Applications of Integration

(cod: P-77-50-5) Buffon's Needles: Consider a floor made of planks \(L\) centimeters wide. When throwing a needle of length \(l < L\) onto the floor, what is the probability that the needle crosses a joint?

Let \(D\) denote the distance from the center of the needle to the nearest line (joint). Now, consider the normal line passing through the center of the needle, and let \(\theta\) denote the smallest angle formed between the needle and this normal. The figure below illustrates the situation for two distinct throws.

From a throw, we can then observe \(\theta\) and \(D\), where we necessarily have \[0 \leq \theta \leq \pi/2 \ \ \ \text{ and } \ \ \ 0 \leq D \leq L/2.\] That is, the result of a throw can be seen as a random choice of a point \((\theta,D)\) in the rectangle below.

Brief -
In the Buffon's needle text above, what does D denote?

Data excerpt -

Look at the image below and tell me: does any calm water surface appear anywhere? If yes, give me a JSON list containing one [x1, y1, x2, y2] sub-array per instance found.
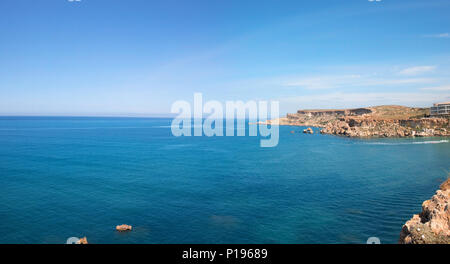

Problem solution -
The distance from the center of the needle to the nearest line (joint).